SOURCE DOCUMENT:

============================================================

Invited Talk 1 by Abdelrahman Mahmoud (Assistant Professor at MBZUAI): Speaking in Tongues: Binary, Language Models, and Neural Signals
Abstract
Large Language Models (LLMs) have forced us to rethink what it means for machines to understand and generate language. But the most interesting frontier may not be natural language at all; it may be the many non-human languages that quietly structure modern computing! In this talk, I explore this broader landscape of machine “tongues,” where meaning is encoded not in words and sentences, but in opcodes, register conventions, and architectural constraints.
While LLMs are often applied to text, I will show that their fluency can extend to an (unnatural?) domain: raw assembly code. A central part of the talk reveals how LLMs can interpret and translate directly between Instruction Set Architectures, treating x86, ARM, and RISC-V not as opaque binary formats, but as distinct dialects of a shared computational language. This reframes assembly-to-assembly translation as a linguistic and representational task, rather than merely a compiler engineering problem, and opens up new possibilities for portability and understanding in settings where source code is absent.
By examining these unexpected capabilities, I invite the audience to reconsider what it means for machines to “speak” and how we can leverage their fluency across the diverse languages of computation. Speaking in Tongues highlights both practical and conceptual opportunities: from rethinking how software moves across architectures to imagining a broader landscape in which models navigate the many structured languages embedded in our technological world.

============================================================

EXPLORE THE MATERIAL:
(a) Which three instruction set architectures does the talk abstract name?
(b) Extract from the talk abstract the passage starting with "By examining these" and going on through "our technological world.".

============================================================

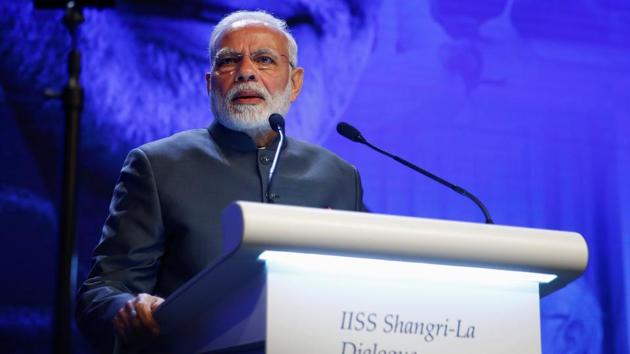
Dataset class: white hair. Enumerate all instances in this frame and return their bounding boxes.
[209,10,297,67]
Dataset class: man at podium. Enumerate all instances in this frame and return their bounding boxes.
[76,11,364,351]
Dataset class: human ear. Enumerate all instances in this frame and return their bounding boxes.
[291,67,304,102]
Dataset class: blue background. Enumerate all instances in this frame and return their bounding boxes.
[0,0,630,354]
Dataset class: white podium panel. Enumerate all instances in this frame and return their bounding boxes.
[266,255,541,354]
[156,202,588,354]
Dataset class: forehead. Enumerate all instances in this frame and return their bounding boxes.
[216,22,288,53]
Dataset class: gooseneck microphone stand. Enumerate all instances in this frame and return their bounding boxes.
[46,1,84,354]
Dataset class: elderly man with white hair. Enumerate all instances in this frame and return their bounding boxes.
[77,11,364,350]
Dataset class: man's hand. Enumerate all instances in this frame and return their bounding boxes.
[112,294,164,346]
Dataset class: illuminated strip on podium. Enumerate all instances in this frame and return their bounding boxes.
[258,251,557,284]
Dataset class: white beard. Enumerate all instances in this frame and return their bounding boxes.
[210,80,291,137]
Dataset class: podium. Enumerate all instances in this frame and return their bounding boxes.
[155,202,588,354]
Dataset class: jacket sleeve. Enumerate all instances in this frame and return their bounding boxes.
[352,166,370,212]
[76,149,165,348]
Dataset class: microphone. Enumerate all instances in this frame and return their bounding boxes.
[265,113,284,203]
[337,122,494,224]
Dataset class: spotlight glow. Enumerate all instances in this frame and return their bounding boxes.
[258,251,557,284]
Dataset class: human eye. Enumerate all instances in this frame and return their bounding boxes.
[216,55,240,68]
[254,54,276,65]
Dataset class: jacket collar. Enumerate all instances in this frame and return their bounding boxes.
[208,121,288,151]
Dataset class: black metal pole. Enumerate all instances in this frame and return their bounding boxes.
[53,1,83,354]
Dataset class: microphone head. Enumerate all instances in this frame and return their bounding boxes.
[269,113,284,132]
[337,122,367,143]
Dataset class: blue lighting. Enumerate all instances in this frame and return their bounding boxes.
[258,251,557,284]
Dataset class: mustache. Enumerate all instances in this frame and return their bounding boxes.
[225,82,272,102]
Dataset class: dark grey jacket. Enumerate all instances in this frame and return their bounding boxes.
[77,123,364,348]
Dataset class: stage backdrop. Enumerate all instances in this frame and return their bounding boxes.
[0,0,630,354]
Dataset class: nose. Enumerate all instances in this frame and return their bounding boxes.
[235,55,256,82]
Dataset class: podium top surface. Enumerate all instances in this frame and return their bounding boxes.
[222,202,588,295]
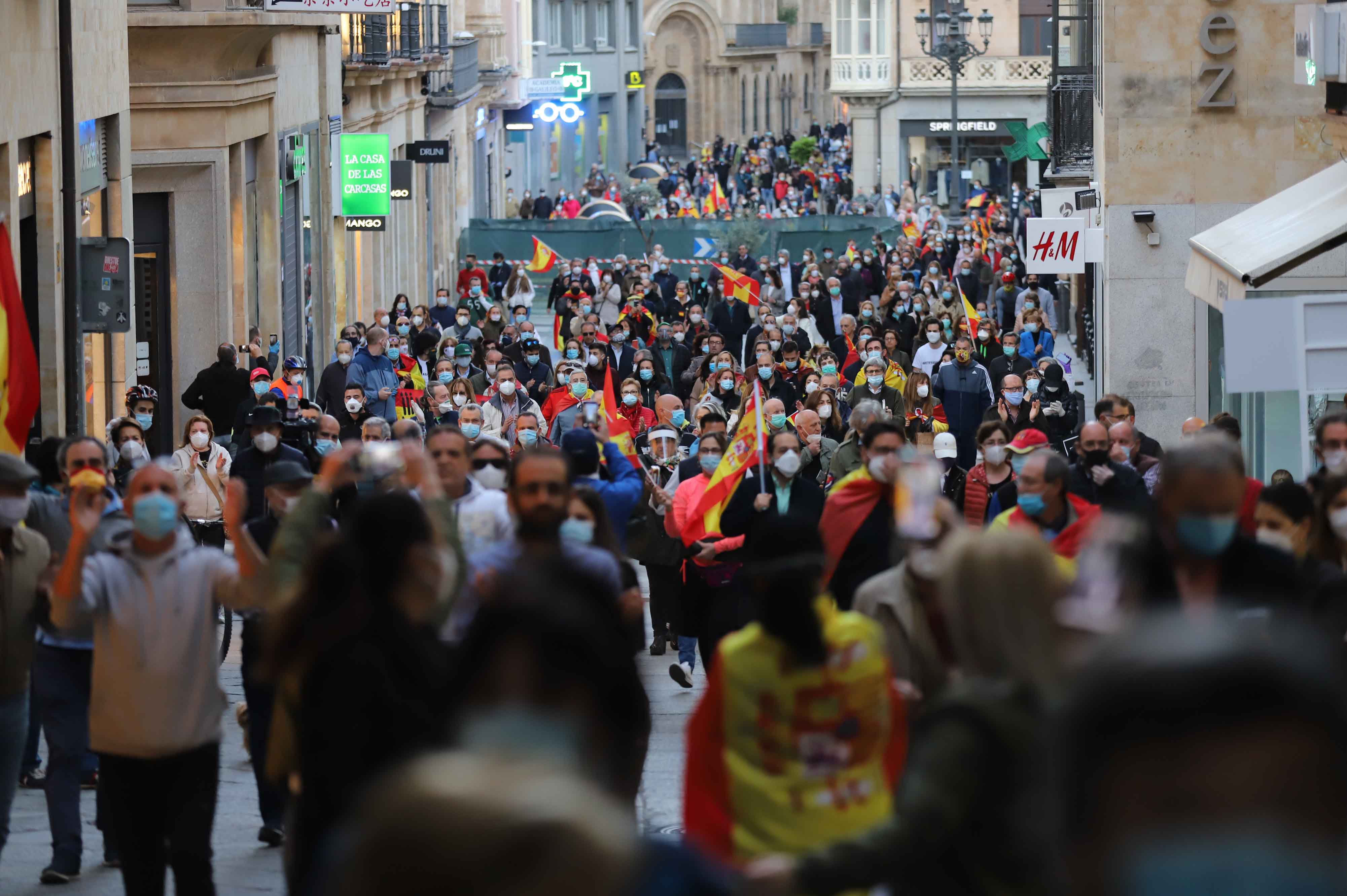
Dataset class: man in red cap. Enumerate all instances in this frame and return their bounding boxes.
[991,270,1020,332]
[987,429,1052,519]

============================================================

TASK ANSWERS:
(a) x86, ARM, and RISC-V.

(b)
By examining these unexpected capabilities, I invite the audience to reconsider what it means for machines to “speak” and how we can leverage their fluency across the diverse languages of computation. Speaking in Tongues highlights both practical and conceptual opportunities: from rethinking how software moves across architectures to imagining a broader landscape in which models navigate the many structured languages embedded in our technological world.